▶ _Vorliegender Text_
Es gibt wohl nichts Schlimmeres als einen Richter, der Urteile spricht, die gegen die Gesetze verstoßen oder seine jeweiligen Richtersprüche vom Ansehen der Person bzw. gar von Bestechungsgeldern bestimmen lässt.
Josaphat, der jüdische König damals, von dem obiger Vers ist, hatte sich zur Aufgabe gemacht, in einer weitgehend gottlos gewordenen Gesellschaft, die von schreienden Ungerechtigkeiten und sozialer Kälte gekennzeichnet war, wieder Recht und Ordnung aufzubauen. Die angestrebte Anerkennung übergeordneter Werte brauchte aber ein allseits akzeptiertes Fundament: Den Glauben an den einen wahren Gott, nämlich der die von allen akzeptierte Autorität darstellte.
Gottesfurcht - davon war Josaphat zutiefst überzeugt - ist die Grundlage für das gesellschaftliche Miteinander. Wer Gott achtet, achtet auch das Recht und wird folglich auch seinem Mitmenschen mit Achtung begegnen. Wer Gott die Ehre gibt, wird auch Gottes Geschöpfen mit Ehrerbietung gegenübertreten. Wer Gott in die Mitte stellt, wird auch Gottes Gebote und Gesetze nicht aus der Mitte verrücken.
Das oben Gesagte gilt aber nicht nur für Juristen sondern auch für uns alle und unser ganz alltägliches Miteinander. Auch die Art und Weise, wie wir uns gegenseitig beurteilen und uns gegenseitig Recht oder Unrecht tun, muss obigen Vers berücksichtigen. Unser Umgang miteinander darf nicht vom ''Ansehen der Person'' her bestimmt sein und das heißt, dass wir unser Verhalten dem anderen gegenüber nicht von Sympathie bzw. Antipathie oder von seinem sozialen Rang, oder von den Vorteilen, die wir uns von dem anderen versprechen abhängig machen sollen.
Das Evangelium räumt jedem Menschen das Recht darauf ein, dass wir ihm in der Liebe Jesu begegnen. Unabhängig davon, welcher Rasse, welchem Geschlecht, welcher sozialen Klasse, welcher Religion er angehört. Unabhängig davon, wie er sich benimmt, wie er sich kleidet und über wie viel Intelligenz, über wie viel Macht, über wie viel Geld und über wie viel Prominenz er verfügt.
Von Friedrich Bodelschwingh wird berichtet, dass er mit einem preußischen Minister über das Gelände von Bethel ging, als er plötzlich einen seiner ihm anvertrauten Bewohner betrunken und verdreckt in einem Graben liegen sah. Er ließ ohne zu Zögern den Minister stehen, kniete sich zu dem Mann nieder und half diesem auf, indem er ihn ohne Berührungsängste umarmte, stützte und in ein nahe gelegenes Haus führte. Dann kam er zu dem Minister zurück und wollte sich wieder einhaken. Der Minister war etwas pikiert und fragte: ''Haben Sie keine Angst, sich Läuse zu holen von dieser verdreckten Kreatur?'' Worauf Bodelschwingh antwortete: ''Herr Minister, nehmen Sie es mir nicht übel. Aber eine Laus von diesem von Gott geliebten Mann ist mir tausendmal lieber als einer der vielen Orden an Ihrer Brust!''
Den anderen mit den Augen Jesu sehen, das ist der einzig richtige Maßstab, an dem wir unser Verhalten dem anderen gegenüber immer wieder ausrichten und messen müssen. Das macht unser Verhalten frei von allem ''Ansehen der Person''.
Und dass ich mich an Jesu Verhalten orientiere und meinen Mitmenschen mit Respekt begegne, dafür bitte ich Gott jeden Tag aufs neue um Kraft und Mut und ganz besonders um diese Liebe zu meinen Mitmenschen.

▶ _Übungsaufgaben_
1. Schreiben Sie aus dem vorliegenden Text die Stelle ab, die bei den Worten "Gottesfurcht - davon" beginnt und nach "der Mitte verrücken." endet.
2. Was ist laut dem vorliegenden Text nach Josaphats Überzeugung die Grundlage für das gesellschaftliche Miteinander?

▶ _Datenzeilen_
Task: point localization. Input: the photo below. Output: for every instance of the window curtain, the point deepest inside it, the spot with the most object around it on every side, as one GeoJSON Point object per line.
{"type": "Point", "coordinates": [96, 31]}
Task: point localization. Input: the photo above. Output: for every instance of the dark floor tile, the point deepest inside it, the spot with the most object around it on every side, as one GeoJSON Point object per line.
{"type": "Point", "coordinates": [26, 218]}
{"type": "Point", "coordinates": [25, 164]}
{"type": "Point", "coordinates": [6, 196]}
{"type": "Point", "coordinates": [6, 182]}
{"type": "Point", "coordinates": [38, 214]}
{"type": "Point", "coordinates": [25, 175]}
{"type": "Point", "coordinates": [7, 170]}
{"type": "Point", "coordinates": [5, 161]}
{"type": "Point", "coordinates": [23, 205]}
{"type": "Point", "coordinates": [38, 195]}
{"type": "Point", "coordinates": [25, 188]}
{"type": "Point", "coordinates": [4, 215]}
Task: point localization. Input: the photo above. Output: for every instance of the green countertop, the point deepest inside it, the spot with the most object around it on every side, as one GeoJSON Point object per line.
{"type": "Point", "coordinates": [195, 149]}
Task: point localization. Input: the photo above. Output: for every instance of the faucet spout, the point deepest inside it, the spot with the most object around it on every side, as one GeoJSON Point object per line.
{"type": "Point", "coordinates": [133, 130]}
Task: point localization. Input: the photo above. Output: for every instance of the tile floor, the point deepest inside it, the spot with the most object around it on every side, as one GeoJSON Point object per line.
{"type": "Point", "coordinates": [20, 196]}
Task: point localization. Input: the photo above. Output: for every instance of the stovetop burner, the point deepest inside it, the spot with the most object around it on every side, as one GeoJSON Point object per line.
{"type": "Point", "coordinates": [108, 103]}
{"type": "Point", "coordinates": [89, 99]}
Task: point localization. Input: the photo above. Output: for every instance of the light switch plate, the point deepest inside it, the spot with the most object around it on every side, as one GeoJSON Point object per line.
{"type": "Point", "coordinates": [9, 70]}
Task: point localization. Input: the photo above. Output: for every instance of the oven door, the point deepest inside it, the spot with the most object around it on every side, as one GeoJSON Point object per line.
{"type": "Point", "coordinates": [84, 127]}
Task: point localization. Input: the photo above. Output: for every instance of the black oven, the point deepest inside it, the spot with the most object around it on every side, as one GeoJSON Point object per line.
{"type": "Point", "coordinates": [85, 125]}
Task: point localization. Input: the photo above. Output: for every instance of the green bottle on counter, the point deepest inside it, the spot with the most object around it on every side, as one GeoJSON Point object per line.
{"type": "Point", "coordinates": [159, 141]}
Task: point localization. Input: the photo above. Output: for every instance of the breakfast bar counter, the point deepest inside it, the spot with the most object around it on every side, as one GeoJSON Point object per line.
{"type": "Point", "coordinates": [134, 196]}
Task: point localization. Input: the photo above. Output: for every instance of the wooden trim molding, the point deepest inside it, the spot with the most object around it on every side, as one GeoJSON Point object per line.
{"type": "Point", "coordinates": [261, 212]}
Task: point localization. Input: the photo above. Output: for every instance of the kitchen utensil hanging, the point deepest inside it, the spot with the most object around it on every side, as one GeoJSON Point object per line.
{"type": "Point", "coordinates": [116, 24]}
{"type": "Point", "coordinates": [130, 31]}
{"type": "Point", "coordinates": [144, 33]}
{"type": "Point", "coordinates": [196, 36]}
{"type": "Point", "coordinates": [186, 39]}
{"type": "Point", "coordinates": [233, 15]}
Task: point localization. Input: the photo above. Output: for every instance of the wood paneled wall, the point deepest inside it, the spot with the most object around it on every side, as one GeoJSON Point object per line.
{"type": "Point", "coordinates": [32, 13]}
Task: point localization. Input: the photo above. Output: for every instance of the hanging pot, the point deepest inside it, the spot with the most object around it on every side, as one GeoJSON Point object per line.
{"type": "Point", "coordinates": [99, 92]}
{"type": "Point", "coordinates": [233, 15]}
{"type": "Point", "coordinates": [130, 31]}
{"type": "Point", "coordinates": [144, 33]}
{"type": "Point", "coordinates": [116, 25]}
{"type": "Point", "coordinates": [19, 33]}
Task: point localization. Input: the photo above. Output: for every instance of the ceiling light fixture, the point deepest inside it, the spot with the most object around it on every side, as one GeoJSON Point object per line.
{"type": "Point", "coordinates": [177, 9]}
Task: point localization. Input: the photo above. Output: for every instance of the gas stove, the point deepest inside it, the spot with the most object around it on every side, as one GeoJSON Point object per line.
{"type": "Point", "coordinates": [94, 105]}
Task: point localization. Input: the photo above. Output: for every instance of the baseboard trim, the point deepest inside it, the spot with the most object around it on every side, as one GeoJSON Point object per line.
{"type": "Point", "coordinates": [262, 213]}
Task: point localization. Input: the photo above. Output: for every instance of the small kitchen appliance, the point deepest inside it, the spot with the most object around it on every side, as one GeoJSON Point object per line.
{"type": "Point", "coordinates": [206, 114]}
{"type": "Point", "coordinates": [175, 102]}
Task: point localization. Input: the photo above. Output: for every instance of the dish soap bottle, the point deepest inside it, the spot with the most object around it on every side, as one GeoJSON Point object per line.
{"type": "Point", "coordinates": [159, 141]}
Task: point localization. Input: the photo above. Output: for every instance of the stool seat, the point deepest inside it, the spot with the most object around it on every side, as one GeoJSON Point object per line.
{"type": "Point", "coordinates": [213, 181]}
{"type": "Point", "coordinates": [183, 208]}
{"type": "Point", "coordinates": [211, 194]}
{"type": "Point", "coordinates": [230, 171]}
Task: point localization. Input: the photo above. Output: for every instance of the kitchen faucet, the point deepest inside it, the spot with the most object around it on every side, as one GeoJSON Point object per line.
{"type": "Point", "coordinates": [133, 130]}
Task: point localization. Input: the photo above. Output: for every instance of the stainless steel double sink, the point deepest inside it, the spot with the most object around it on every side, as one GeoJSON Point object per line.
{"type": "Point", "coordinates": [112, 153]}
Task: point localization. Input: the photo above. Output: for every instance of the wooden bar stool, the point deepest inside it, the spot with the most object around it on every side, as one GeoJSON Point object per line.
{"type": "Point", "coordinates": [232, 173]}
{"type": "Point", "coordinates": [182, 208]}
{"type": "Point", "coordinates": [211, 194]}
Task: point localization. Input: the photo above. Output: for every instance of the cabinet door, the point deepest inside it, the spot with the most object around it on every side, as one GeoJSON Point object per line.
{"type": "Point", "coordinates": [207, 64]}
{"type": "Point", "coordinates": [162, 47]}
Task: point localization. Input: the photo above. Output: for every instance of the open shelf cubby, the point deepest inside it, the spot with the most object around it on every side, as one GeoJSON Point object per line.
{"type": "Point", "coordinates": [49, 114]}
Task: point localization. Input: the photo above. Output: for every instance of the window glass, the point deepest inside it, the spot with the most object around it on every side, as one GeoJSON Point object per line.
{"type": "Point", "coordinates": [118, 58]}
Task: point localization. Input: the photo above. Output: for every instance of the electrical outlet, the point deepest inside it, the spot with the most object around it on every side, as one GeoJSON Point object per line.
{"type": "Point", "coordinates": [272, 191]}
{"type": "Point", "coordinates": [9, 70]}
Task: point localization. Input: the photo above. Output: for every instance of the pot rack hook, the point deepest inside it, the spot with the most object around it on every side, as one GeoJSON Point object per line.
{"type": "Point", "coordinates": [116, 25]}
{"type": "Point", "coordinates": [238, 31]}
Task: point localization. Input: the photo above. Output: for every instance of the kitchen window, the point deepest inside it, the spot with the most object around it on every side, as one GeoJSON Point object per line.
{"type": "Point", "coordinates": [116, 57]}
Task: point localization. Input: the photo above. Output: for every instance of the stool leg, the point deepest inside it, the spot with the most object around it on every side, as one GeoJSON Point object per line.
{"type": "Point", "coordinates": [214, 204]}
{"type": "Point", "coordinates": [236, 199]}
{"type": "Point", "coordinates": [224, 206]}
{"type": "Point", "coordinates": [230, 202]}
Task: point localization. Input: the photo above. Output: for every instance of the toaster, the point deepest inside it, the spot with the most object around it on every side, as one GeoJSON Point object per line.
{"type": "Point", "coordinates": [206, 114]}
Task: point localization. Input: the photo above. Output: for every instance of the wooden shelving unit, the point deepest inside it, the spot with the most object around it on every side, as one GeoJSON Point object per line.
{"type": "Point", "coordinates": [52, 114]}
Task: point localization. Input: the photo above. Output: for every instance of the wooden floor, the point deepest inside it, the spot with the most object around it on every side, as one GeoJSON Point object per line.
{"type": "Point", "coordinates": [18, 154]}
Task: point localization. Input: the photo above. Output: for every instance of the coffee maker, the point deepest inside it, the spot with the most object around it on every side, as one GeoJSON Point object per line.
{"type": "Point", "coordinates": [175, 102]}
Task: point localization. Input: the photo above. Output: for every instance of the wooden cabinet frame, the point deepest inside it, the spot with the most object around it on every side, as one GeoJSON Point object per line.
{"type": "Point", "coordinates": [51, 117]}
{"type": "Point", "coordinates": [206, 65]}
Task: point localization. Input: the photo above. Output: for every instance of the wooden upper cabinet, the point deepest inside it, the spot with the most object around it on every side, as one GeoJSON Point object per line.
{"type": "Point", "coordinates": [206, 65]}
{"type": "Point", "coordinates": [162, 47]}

▶ _Lösungen_
1.
Gottesfurcht - davon war Josaphat zutiefst überzeugt - ist die Grundlage für das gesellschaftliche Miteinander. Wer Gott achtet, achtet auch das Recht und wird folglich auch seinem Mitmenschen mit Achtung begegnen. Wer Gott die Ehre gibt, wird auch Gottes Geschöpfen mit Ehrerbietung gegenübertreten. Wer Gott in die Mitte stellt, wird auch Gottes Gebote und Gesetze nicht aus der Mitte verrücken.

2. Die Gottesfurcht.